------ PASSAGE FOR REVIEW ------

Happy World Autism Awareness Day! President Barack Obama stated today that “Every person deserves the chance to reach for their highest hopes and fulfill their greatest potential. On World Autism Awareness Day, we reaffirm our dedication to ensuring that belief is a reality for all those who live on the autism spectrum ‑‑ including 1 in 68 children.” Those national numbers are staggering when you consider that not that long ago, those numbers were 1 in 10,000.
Data we have from a 2010 MN Department of Health study showed that in Minnesota, we are faring much worse, with 1 in 48 children overall identified as having Autism Spectrum Disorder based on a study conducted in Minneapolis. The numbers were higher for white children (1 in 36 identified as having ASD), and Somali children (1 in 32), and lower by comparison, in hispanic children (1 in 80), and non-somali black children (1 in 62). When looking at the MN prevalence rates for boys, the numbers are even more staggering, with 1 out of 30 boys affected overall (1 in 126 for girls overall), and 1 in 23 white boys (1 in 95 for white girls), and 1 in 20 Somali boys (1 in 96 for Somali girls), being identified as having ASD in Minneapolis. The other sad fact was that the average age of diagnosis in this study was 5 years of age, far older than optimal age of diagnosis of 1-2 years of age, when the brain and body has more opportunity for recovery and when early intervention, nutritionally, related to the microbiome, biomedically, metabolically, academically, and related to therapies, is most successful.

------

WHAT THIS EXERCISE ASKS ::
1. Repeat the autism prevalence passage word for word from "Happy World Autism" up to and including "1 in 10,000.".
2. Pick up the autism prevalence passage after its final sentence and continue writing it.

------ ENTRIES SUPPLIED ------

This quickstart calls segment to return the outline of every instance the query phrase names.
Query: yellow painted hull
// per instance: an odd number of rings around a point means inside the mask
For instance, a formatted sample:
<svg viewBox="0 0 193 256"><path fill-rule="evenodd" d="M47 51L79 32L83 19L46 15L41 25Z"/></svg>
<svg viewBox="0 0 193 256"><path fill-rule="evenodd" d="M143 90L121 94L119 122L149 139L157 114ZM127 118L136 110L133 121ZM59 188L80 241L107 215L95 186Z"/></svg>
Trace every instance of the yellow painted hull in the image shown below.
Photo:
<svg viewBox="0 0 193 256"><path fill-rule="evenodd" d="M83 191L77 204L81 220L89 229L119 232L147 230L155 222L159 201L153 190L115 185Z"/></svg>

------
------ ENTRIES SUPPLIED ------

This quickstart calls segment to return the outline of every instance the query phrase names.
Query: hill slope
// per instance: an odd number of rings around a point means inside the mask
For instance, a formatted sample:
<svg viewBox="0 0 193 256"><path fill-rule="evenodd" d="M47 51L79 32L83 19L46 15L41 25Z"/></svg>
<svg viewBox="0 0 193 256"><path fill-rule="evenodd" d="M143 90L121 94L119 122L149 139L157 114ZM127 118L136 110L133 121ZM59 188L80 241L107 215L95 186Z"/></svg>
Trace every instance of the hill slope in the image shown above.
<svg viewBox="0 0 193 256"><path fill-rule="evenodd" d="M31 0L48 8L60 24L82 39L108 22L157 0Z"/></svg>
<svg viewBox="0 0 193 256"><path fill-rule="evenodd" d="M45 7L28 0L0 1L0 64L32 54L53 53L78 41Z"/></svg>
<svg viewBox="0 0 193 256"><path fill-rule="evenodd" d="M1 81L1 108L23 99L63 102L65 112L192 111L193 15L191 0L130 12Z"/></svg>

------

RESPONSES BY ITEM NUMBER ::
1.
Happy World Autism Awareness Day! President Barack Obama stated today that “Every person deserves the chance to reach for their highest hopes and fulfill their greatest potential. On World Autism Awareness Day, we reaffirm our dedication to ensuring that belief is a reality for all those who live on the autism spectrum ‑‑ including 1 in 68 children.” Those national numbers are staggering when you consider that not that long ago, those numbers were 1 in 10,000.

2.
The good news is that we know a lot more now than ever before, and we can do a lot to prevent, treat, and in some cases, reverse, autism spectrum disorders by paying attention to nutrition and consumption of whole foods, healthy fats, and targeted nutrients, the health of our microbiome (the good bacteria and microbes in our bodies), supporting our underlying genetic strengths and weaknesses, mode of delivery (vaginal birth is best whenever possible), early feeding practices (breastfeeding is best, and avoidance of sugar, flour-based foods, and processed foods in children), environmental exposures (toxins/toxicants, chemicals found in every day products, electromagnetic radiation, herbicides, pesticides, fungicides, genetically modified foods and the related chemical exposure, pharmaceuticals that affect the microbiome, the mitochondria and the immune system), inflammation, stress levels, exercise, time in nature, and much more.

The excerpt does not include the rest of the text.